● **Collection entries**
Content starts

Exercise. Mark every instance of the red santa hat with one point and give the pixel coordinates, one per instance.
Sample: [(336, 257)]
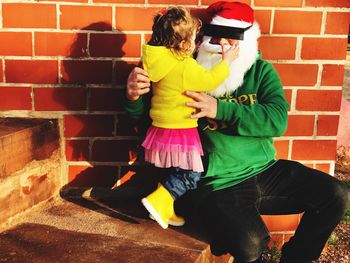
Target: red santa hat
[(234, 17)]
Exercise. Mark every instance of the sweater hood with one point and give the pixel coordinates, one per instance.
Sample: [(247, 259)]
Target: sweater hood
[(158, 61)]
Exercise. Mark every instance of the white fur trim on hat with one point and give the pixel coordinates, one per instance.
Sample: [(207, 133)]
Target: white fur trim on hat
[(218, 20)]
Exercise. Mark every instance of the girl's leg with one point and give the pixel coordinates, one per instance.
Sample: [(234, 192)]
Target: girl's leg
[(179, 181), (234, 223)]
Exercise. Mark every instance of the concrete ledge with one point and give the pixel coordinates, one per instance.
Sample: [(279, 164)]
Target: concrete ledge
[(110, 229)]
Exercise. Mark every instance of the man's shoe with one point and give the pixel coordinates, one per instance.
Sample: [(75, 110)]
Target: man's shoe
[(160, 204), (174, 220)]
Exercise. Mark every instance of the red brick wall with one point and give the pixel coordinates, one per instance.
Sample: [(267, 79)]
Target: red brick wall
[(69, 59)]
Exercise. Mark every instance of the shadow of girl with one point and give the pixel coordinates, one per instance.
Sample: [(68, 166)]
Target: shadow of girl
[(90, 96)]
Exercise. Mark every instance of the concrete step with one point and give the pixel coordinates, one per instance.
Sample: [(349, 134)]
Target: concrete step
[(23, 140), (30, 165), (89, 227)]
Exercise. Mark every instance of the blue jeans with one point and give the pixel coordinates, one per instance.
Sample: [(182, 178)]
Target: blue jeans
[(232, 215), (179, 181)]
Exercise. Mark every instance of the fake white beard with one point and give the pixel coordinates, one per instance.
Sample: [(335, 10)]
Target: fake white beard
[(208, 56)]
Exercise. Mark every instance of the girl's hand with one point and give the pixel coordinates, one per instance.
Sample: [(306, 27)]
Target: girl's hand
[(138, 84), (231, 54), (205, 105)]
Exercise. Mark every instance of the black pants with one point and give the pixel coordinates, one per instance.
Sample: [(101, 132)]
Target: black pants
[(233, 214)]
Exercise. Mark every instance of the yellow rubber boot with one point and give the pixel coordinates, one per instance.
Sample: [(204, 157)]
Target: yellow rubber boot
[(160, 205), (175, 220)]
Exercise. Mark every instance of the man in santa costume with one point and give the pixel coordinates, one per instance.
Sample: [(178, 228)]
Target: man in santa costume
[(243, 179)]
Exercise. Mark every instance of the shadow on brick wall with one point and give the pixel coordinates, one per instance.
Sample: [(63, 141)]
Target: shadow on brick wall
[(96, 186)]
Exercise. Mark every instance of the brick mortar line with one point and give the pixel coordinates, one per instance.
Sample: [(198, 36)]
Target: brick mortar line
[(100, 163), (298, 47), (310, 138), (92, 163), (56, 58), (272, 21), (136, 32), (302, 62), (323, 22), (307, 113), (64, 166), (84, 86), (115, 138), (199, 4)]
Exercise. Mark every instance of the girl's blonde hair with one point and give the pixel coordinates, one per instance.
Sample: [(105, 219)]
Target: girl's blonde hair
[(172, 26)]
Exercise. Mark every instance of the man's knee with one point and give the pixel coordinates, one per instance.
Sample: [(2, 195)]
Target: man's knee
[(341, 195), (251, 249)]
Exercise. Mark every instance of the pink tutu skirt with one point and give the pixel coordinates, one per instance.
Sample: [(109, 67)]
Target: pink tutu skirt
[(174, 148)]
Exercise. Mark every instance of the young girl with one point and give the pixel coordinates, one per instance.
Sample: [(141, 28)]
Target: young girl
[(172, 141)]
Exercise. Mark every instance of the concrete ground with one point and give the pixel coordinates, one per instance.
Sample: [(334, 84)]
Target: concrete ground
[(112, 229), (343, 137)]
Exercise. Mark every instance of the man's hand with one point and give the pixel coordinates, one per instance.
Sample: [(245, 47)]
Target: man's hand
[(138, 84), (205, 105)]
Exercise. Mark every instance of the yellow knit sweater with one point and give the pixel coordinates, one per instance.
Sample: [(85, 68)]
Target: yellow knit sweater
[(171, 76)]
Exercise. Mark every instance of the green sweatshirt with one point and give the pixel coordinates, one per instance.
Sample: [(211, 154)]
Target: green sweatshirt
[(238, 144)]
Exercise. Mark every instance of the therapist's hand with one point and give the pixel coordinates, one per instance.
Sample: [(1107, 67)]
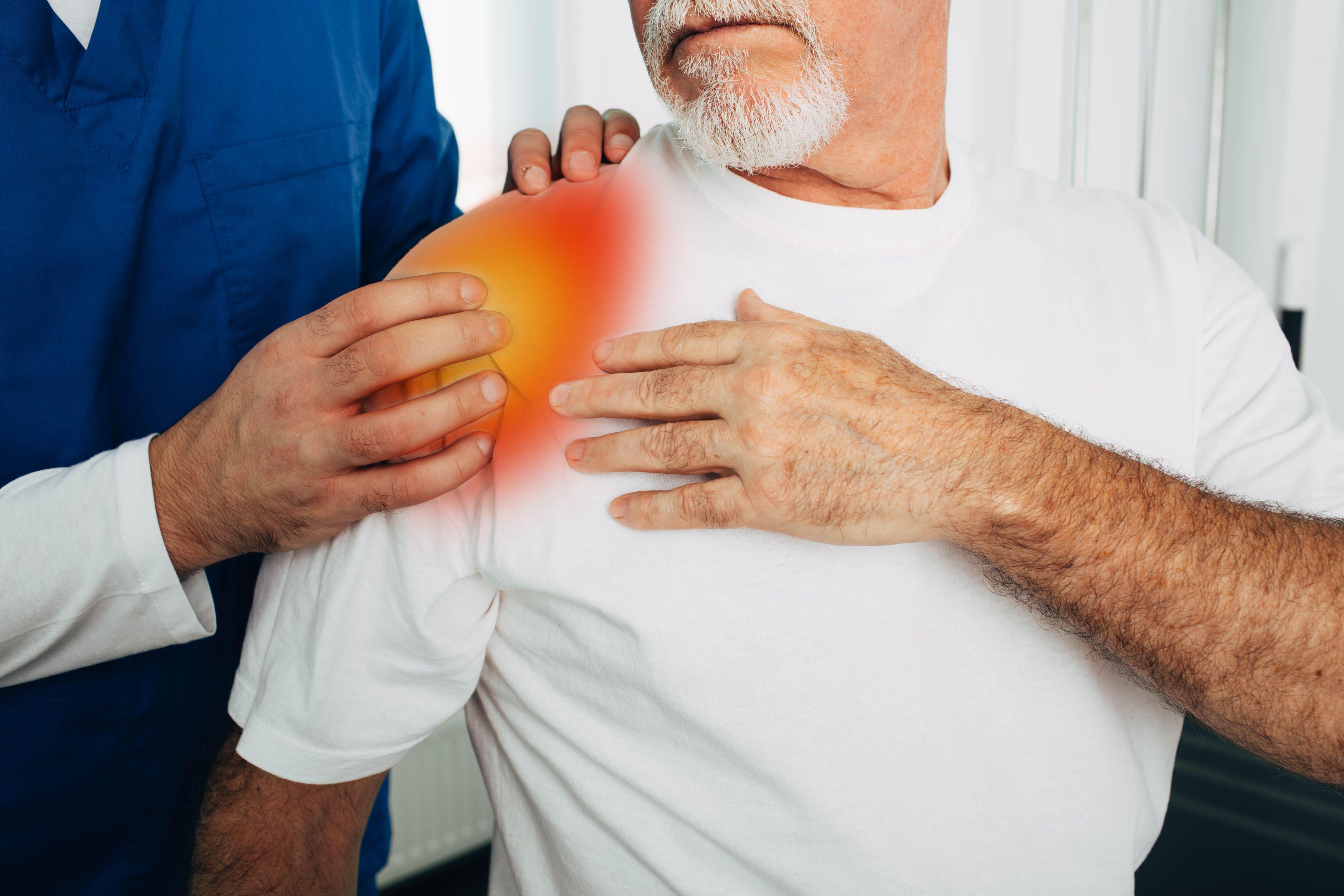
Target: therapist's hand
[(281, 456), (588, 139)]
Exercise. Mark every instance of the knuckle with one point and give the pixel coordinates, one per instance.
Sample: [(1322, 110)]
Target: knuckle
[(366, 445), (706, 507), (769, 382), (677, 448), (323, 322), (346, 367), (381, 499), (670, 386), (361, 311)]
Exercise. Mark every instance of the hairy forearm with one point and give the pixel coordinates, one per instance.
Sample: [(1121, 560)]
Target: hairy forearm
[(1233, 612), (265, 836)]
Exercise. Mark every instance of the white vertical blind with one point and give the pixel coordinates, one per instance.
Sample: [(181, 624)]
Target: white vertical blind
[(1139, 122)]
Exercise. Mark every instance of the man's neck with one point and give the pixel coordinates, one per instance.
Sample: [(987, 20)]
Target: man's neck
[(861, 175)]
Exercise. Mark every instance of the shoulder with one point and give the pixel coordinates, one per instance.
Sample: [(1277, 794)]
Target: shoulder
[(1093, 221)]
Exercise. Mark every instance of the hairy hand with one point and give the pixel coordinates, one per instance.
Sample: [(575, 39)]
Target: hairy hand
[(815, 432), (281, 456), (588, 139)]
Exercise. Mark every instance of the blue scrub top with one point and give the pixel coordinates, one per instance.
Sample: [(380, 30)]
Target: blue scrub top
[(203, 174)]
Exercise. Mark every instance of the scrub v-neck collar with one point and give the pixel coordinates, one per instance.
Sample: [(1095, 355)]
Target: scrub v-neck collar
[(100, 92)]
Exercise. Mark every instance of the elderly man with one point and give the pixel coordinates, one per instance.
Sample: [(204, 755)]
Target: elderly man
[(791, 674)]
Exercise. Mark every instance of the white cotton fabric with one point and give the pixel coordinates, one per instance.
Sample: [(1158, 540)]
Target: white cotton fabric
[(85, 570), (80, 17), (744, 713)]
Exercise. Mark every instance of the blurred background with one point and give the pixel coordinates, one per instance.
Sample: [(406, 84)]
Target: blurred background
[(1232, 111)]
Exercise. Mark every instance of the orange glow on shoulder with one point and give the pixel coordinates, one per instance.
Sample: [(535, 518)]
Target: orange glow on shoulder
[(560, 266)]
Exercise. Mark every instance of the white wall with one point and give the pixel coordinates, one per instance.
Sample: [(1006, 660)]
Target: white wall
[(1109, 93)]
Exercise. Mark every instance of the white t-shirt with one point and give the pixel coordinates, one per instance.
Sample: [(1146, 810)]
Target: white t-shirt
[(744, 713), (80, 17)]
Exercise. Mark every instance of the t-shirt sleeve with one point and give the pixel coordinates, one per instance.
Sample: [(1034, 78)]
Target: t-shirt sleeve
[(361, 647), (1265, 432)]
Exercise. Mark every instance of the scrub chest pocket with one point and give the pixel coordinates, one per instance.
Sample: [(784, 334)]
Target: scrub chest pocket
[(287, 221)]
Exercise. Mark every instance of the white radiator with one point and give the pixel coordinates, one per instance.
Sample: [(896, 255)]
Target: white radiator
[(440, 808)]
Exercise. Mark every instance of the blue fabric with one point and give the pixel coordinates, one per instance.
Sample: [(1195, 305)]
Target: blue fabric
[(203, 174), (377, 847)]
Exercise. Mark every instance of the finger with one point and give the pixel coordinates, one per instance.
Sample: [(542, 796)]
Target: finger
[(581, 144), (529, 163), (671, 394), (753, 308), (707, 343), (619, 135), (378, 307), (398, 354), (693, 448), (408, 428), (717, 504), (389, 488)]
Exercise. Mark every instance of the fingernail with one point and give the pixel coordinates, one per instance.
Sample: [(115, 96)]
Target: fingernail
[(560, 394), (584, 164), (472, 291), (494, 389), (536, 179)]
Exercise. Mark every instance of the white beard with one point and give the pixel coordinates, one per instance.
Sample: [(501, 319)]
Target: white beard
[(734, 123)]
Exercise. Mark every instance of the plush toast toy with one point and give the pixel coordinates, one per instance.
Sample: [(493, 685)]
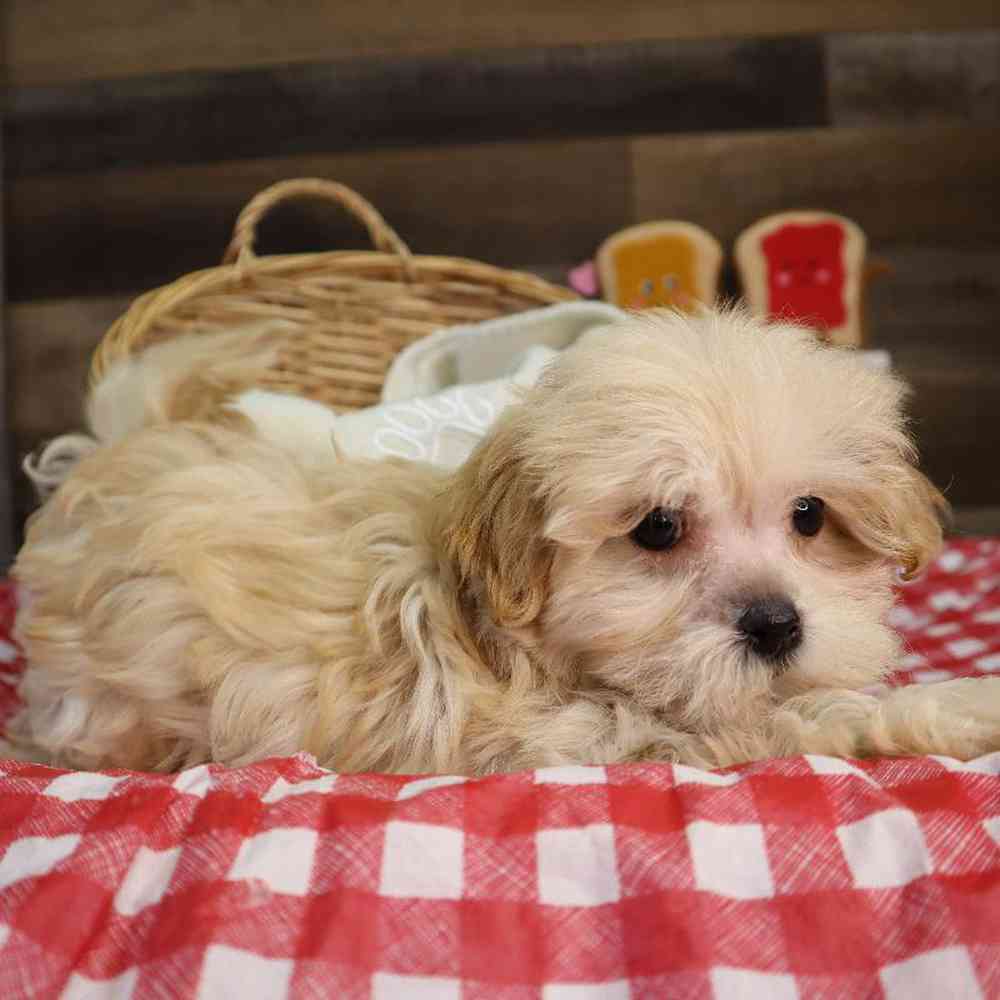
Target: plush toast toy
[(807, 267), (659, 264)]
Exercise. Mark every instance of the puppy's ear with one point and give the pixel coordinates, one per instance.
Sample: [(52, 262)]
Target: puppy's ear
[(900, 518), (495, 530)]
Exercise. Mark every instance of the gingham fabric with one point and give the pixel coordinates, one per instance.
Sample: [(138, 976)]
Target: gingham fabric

Content ends

Every line that holds the word "gingham" should be copied from the records.

● **ANSWER BOX**
Exercise. Mark every instance of the gingham fabric with one point and give the pixel coordinates, one per instance.
Target: gingham fabric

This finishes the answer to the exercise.